§ Task prompt
Beginning with the first line of the material, set down each line exactly as written, up to and including the line with "box: [297, 519, 346, 542]".

*** Data supplied ***

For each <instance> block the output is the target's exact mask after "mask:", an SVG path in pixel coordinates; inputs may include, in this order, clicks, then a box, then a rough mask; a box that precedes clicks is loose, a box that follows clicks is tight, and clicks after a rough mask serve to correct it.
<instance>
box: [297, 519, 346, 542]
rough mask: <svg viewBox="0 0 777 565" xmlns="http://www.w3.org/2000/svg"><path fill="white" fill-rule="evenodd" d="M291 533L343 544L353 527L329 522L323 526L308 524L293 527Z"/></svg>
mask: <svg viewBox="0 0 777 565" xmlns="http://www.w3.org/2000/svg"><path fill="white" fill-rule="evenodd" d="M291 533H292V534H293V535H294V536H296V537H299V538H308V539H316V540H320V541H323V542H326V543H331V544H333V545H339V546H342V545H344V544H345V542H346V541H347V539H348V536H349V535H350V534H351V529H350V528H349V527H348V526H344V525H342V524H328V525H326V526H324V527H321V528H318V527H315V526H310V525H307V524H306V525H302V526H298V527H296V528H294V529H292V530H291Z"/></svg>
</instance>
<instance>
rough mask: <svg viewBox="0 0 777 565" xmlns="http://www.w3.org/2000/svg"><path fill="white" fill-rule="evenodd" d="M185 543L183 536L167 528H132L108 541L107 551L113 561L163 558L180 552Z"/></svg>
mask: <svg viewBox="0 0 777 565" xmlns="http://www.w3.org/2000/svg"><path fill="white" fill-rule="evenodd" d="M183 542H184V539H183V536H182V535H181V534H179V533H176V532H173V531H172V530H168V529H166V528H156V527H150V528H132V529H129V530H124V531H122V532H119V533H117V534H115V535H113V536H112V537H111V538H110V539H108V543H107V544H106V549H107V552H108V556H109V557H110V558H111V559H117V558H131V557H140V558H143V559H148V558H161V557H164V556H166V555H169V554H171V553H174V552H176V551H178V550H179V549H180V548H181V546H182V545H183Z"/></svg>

*** End of Data supplied ***

§ Answer space
For each <instance> block the output is the target's exact mask after "mask:", an SVG path in pixel coordinates; inputs may include, in this order, clicks, then a box, then a rough mask; a box that precedes clicks is loose, a box that follows clicks is tight, and clicks after a rough mask serve to correct it.
<instance>
box: [297, 519, 346, 542]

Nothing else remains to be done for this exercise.